Start of Block

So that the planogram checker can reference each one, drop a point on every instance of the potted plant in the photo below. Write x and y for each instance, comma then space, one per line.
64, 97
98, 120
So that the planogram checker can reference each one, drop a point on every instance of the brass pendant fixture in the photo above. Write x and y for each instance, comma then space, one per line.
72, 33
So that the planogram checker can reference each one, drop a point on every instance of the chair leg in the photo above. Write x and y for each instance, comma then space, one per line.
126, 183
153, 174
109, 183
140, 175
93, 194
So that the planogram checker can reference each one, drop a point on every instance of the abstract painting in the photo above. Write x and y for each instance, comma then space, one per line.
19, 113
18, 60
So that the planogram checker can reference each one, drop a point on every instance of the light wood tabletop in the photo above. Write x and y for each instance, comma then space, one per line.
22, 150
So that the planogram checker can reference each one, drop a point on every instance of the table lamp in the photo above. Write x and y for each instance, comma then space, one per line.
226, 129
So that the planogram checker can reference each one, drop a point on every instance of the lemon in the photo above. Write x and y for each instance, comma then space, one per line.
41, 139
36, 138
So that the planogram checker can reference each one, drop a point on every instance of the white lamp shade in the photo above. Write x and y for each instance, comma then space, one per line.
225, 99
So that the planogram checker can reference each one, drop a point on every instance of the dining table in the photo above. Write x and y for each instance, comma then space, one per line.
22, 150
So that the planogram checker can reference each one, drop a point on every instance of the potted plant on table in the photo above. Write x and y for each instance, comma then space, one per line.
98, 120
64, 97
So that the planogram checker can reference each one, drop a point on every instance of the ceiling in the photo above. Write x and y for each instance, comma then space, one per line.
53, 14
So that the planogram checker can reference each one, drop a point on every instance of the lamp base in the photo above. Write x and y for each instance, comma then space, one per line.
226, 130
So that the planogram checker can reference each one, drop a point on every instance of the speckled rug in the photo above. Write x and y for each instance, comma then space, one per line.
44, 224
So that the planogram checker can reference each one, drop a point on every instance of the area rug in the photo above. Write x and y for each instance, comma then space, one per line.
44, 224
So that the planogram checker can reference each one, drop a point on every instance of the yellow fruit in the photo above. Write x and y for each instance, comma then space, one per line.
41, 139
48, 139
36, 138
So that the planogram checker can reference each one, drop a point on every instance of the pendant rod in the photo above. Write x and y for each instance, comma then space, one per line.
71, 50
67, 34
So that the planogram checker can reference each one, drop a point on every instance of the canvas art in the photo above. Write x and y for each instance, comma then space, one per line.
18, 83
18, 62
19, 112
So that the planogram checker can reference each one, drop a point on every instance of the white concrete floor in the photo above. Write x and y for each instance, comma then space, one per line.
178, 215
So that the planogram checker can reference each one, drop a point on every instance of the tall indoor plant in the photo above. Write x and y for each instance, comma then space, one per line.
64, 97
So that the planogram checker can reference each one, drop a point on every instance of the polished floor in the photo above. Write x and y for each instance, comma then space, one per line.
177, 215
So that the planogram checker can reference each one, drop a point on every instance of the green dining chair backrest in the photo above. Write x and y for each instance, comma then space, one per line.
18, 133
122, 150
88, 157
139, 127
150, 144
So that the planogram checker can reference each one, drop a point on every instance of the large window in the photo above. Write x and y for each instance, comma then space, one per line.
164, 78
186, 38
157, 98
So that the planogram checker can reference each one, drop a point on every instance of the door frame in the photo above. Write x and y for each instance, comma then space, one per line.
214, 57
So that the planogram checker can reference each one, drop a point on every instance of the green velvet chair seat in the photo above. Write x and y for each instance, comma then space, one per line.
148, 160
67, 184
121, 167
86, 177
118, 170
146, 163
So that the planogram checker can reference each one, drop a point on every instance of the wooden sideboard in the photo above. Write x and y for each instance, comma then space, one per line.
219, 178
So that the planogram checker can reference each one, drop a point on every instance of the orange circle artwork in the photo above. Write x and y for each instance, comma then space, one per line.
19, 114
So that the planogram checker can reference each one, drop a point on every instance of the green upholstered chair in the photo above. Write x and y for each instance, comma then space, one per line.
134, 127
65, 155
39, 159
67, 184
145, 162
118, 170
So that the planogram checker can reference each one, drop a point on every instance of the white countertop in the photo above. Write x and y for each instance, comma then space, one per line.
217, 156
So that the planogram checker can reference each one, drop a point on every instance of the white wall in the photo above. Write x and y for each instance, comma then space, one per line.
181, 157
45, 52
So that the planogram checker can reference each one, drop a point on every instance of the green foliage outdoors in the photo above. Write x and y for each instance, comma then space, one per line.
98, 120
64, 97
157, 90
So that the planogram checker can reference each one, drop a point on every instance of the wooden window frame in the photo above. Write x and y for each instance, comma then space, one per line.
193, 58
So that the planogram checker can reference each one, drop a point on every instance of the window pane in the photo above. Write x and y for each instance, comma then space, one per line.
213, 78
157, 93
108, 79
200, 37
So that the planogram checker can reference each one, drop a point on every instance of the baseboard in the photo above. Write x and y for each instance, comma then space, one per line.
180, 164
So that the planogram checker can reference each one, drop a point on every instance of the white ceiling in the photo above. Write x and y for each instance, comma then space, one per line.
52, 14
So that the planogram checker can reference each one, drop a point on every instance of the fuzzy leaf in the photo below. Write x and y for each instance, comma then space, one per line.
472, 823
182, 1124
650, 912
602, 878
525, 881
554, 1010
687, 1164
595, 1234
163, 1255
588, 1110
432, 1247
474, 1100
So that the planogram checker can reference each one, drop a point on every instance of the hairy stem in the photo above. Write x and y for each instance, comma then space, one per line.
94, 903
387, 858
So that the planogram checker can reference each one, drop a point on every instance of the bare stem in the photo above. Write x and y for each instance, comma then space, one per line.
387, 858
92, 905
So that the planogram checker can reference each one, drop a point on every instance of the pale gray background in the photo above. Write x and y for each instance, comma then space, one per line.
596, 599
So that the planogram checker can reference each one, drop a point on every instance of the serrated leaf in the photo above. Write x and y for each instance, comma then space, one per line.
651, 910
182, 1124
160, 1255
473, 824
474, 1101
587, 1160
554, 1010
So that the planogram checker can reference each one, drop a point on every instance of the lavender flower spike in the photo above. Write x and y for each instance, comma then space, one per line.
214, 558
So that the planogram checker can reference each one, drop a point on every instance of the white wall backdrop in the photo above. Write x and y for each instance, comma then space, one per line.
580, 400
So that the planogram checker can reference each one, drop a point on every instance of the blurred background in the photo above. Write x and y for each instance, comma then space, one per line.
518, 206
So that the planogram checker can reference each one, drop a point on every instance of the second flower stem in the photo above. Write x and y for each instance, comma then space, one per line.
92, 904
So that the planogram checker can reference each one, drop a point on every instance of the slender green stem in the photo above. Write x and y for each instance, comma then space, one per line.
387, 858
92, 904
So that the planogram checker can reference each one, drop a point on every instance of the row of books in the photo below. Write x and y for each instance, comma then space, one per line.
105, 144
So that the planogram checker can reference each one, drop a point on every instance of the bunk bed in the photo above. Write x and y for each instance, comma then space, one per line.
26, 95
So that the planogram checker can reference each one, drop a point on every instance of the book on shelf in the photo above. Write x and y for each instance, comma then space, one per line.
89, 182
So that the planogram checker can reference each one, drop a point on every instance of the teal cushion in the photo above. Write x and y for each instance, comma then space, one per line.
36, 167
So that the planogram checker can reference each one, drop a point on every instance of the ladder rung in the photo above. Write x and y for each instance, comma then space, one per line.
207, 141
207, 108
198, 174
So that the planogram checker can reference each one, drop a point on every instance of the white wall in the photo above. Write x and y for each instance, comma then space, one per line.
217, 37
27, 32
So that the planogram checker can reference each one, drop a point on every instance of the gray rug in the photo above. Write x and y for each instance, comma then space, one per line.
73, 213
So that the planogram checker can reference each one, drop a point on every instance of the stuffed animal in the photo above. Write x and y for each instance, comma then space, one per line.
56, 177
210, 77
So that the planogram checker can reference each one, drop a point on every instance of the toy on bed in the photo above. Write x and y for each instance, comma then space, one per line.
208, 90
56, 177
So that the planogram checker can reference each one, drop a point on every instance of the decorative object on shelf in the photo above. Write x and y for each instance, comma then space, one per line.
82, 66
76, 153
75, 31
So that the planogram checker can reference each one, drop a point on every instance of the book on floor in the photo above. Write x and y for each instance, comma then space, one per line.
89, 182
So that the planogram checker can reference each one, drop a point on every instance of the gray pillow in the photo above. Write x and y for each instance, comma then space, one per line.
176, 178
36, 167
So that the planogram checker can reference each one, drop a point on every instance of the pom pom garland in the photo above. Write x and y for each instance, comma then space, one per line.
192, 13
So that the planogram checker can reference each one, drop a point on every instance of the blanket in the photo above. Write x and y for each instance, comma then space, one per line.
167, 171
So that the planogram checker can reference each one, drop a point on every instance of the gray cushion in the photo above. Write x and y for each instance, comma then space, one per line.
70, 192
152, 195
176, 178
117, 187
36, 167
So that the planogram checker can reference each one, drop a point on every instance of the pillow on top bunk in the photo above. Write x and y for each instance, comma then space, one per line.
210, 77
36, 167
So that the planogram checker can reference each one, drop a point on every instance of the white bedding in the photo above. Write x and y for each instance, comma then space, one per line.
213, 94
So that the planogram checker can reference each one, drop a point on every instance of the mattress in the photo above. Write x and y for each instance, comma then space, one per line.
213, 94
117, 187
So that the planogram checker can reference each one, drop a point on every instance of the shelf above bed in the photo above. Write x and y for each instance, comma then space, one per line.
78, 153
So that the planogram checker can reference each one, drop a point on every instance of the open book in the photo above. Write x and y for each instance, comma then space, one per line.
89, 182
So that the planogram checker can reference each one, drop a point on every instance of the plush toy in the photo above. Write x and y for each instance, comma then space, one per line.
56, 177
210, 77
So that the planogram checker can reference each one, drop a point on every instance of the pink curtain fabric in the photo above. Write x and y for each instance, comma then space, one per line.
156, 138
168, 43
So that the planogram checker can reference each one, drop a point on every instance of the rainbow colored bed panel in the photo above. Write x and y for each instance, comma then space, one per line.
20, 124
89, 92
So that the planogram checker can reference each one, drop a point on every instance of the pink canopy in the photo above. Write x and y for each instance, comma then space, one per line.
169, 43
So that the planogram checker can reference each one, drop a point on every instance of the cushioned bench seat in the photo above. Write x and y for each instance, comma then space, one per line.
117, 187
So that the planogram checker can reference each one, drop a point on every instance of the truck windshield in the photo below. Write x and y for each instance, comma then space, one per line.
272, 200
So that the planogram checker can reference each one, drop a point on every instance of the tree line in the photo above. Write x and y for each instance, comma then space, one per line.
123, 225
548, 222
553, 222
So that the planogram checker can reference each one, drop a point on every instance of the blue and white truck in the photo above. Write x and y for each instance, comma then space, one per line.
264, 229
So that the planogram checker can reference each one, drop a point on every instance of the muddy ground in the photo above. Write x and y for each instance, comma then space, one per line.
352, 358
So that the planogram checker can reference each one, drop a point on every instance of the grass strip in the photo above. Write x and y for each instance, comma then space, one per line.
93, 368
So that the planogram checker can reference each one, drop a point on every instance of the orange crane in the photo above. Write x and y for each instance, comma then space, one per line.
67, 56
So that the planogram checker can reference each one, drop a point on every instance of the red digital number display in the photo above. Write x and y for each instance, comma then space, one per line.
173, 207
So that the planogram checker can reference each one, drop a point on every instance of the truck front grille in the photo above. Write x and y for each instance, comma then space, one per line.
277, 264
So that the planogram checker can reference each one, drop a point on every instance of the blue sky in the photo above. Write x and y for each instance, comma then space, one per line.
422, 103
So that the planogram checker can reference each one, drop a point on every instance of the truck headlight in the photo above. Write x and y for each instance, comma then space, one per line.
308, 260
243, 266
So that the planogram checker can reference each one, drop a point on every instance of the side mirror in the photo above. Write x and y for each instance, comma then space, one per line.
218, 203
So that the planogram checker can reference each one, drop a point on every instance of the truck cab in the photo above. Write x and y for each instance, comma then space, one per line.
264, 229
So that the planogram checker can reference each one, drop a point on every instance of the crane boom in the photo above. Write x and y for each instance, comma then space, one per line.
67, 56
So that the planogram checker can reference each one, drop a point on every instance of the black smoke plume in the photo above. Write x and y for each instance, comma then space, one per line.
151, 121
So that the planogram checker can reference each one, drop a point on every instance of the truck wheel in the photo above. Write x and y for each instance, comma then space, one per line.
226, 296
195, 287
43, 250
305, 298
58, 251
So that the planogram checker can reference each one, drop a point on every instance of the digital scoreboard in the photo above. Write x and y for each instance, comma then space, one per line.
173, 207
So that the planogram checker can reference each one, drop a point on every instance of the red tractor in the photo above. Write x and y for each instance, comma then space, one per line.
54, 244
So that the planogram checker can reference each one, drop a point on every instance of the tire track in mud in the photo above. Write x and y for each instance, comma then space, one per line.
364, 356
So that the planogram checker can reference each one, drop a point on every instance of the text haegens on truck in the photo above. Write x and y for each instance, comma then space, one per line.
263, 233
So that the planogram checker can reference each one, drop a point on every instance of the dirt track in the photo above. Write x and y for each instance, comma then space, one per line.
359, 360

End of Block

WORK ITEM -
Each line from the one that contains "the truck cab" to the end of the data should be set down exactly, both ends included.

RESPONSE TO THIS EXERCISE -
So that the planogram checker can reference each one, drop a point on every instance of the truck cab in the photo above. Write x and y for each instance, comma then space, one per line.
264, 229
So that the planogram checker can reference each one, drop a point on every instance of the crane boom in the photo above. Write x and y for each instance, comma then space, one per line.
67, 56
So that the planogram checker can reference each one, drop a point on every instance of the black smoke plume in the photo above. Write x and y for each instance, comma then space, one per line.
151, 121
So that the planogram checker can reference each one, drop a point on every instance of the truck wheel in the photo above. Write x and y for each instance, comma then space, one per line.
226, 296
195, 287
43, 250
305, 298
58, 251
So that the planogram checker can reference each one, drop a point on every instance of the digital scoreboard in the photo above. Write x and y for each instance, comma then space, one per line.
173, 207
So that the planogram checker can reference each one, drop a point on every instance of the red tractor in the photo above. Write x and y for each instance, comma then space, one per line.
54, 244
So that the planogram checker can reference each one, drop a point on every instance of the tire track in mud in the photo above. Write x and y for each instance, comma then space, one per line.
364, 356
So that the planogram checker can reference each one, drop a point on every instance of the text haegens on truck in the photo above. Write x and y for each instance, comma then space, one per line.
263, 233
So that the planogram checker can reference each one, drop a point on every instance of the dirt track in the photo above. Write x and y for each instance, comma then space, one per line.
359, 360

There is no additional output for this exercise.